All of the records below must be output exactly, with no pictures carried over.

- **Entries shown**
+++

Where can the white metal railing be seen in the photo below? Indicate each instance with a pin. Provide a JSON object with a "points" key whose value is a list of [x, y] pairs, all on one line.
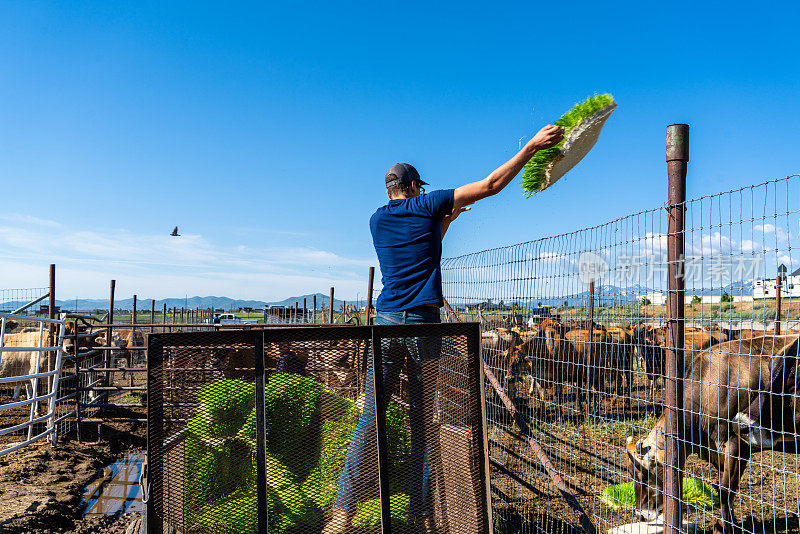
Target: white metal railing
{"points": [[38, 357]]}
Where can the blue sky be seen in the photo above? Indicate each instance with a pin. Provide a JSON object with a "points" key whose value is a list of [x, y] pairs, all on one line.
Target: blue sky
{"points": [[264, 130]]}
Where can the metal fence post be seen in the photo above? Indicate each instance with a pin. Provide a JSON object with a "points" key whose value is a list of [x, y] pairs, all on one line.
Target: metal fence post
{"points": [[380, 423], [370, 283], [133, 330], [778, 288], [677, 159], [591, 349], [51, 314], [107, 351]]}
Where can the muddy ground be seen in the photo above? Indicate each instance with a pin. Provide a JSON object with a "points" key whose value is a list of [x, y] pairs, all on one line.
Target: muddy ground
{"points": [[41, 487]]}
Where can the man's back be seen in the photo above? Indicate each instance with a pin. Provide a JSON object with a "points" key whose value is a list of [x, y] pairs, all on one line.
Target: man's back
{"points": [[408, 241]]}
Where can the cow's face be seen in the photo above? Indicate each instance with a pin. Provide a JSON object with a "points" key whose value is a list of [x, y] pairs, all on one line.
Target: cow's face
{"points": [[647, 471], [84, 341]]}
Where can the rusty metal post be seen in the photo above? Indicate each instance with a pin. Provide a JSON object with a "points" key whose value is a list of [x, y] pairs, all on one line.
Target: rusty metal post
{"points": [[78, 392], [368, 321], [107, 352], [51, 311], [130, 352], [591, 349], [51, 314], [677, 159], [370, 282], [778, 288]]}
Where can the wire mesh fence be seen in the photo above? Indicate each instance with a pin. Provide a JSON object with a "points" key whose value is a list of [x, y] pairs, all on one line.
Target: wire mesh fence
{"points": [[214, 415], [16, 300], [575, 328]]}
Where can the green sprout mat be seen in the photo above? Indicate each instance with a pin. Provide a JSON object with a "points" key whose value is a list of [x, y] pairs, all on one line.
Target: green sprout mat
{"points": [[308, 430], [582, 125]]}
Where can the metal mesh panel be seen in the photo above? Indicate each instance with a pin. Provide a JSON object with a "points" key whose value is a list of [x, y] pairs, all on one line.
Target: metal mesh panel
{"points": [[319, 433], [434, 459]]}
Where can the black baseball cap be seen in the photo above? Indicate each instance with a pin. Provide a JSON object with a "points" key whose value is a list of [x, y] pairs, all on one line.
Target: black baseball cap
{"points": [[403, 173]]}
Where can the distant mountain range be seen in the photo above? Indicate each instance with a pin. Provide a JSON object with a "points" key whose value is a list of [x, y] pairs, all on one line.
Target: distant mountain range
{"points": [[615, 295], [224, 303]]}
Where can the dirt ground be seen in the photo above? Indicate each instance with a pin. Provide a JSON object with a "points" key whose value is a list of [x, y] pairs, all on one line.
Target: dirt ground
{"points": [[41, 487], [591, 457]]}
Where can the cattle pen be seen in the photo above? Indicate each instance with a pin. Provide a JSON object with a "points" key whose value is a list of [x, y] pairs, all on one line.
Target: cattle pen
{"points": [[638, 375], [652, 335]]}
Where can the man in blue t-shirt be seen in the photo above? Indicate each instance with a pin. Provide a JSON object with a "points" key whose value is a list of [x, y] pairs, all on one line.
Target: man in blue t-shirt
{"points": [[407, 234]]}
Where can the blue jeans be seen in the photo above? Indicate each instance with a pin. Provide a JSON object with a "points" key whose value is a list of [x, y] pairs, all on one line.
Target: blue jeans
{"points": [[361, 456]]}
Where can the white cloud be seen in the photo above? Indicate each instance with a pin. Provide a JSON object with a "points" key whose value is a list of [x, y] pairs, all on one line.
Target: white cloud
{"points": [[752, 246], [780, 233]]}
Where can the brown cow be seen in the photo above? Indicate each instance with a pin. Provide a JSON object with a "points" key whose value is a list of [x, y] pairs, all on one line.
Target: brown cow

+++

- **Reply to the task**
Where can the white metal railing be seen in the photo below? Indicate each instance with a pin. Provide a JSON object with a "points" key whose value is a list of [x, y] pairs, all on one line.
Target: white metal railing
{"points": [[38, 357]]}
Where can the blue sky be seen in the photo above? Indicate each instance with a pin. Provide a JSON object with a "points" key whose value is a list of [x, y] pairs, all on one line.
Target: blue sky
{"points": [[264, 130]]}
Where can the metal fence post be seen in the photo above? Indicate each instance with a pin. Provide a JSON object with a "points" key whose value is a list of [x, y] pairs, all on one line.
Target: metal fence post
{"points": [[380, 423], [370, 283], [133, 330], [778, 288], [677, 159], [591, 349], [51, 314], [107, 351]]}
Where can the muddy ground be seen in the photo above? Indicate each instance with a pin. Provide a JSON object with a "points" key whose value is a list of [x, y] pairs, all on one line.
Target: muddy ground
{"points": [[41, 487]]}
Where can the man's back be seen in the photo above? Indicate each instance with a pin. Provide a JSON object with a "points" key whose value is a list of [x, y] pairs, all on one line.
Target: man's back
{"points": [[408, 241]]}
Where can the cow's face be seen in the photo above? Indicate each instance with a pin. Provide a JSON object with a "points" key whose value is a list of [x, y] pairs, all on one line.
Target: cow's face
{"points": [[647, 471], [84, 341]]}
Where can the rusty metal post be seen in the photo above? Indicate each instance with a pin. Provide a JSON object with a "points" key whose value is a list of [x, y] pairs, all on one line.
Target: rusty metal post
{"points": [[78, 392], [368, 321], [107, 352], [51, 311], [130, 352], [591, 349], [51, 314], [677, 159], [370, 282], [778, 288]]}
Where can the wire mesh fence be seen in the photo above? Indicate each instance with a pin. Provide a JSON object with a "points" key whose value is a list of [x, y] pairs, all on one line.
Target: wire mesh fence
{"points": [[214, 415], [16, 300], [575, 328]]}
Where can the green sprout mat be seen in the photo above? Indicate each instance with a pin. Provide a JSON object with a "points" key whose value is a list of [x, y] pairs, all on one line.
Target: green sprout mat
{"points": [[308, 430], [582, 125]]}
Where can the metal mesh panel be seen in the photo above? Indicate each instance with a pin. Provide a JSON object with a "points" key whose value is a list of [x, y] pairs, all on one line.
Target: metal mesh panel
{"points": [[319, 433], [434, 459]]}
Where can the black baseball cap be seen in the photo above? Indicate each instance with a pin. Provide a JSON object with a "points" key whose value is a list of [x, y] pairs, all on one line.
Target: black baseball cap
{"points": [[403, 173]]}
Where can the distant mountain range be seen in the photo above? Indicate each instance with a pin. Provide a JSON object with a "points" key whose value is a list of [x, y] pairs, all on one line.
Target: distant mountain range
{"points": [[615, 295], [224, 303]]}
Where can the dirt ground be seen in the photo above? Indicate each instance with a pin. Provide a JSON object with a "points" key whose value is a list of [x, y] pairs, all on one line.
Target: dirt ground
{"points": [[41, 487], [591, 457]]}
Where can the cattle pen be seen in the photo above? Indicate each instance with a pin. Provide a JSON object with a "points" key whose value is a list of [x, y] pairs, all on one line.
Target: cattle pen
{"points": [[638, 375], [652, 335]]}
Where can the man in blue t-shirt be seen in the photo above? Indicate each instance with a pin. Provide a JSON object with a "points" key whose value is a list of [x, y] pairs, all on one line.
Target: man in blue t-shirt
{"points": [[407, 234]]}
Where can the blue jeans be seen in the photo above? Indicate each instance with a pin. Provide a JSON object with a "points" key whose value is a list of [x, y] pairs, all on one line.
Target: blue jeans
{"points": [[361, 456]]}
Where can the white cloud be seen in the photo above? Indicate each instance with a pin. Provide a JSON object with a "points" key whose value is a list of [x, y] pairs, all on one line.
Target: white cloud
{"points": [[752, 246], [780, 233]]}
Where can the brown cow be seen in the photo above? Indicate each instance with a pin. Provide a JSON object with a "points" key whose value is a list of [x, y] pairs, all on one line.
Target: brown cow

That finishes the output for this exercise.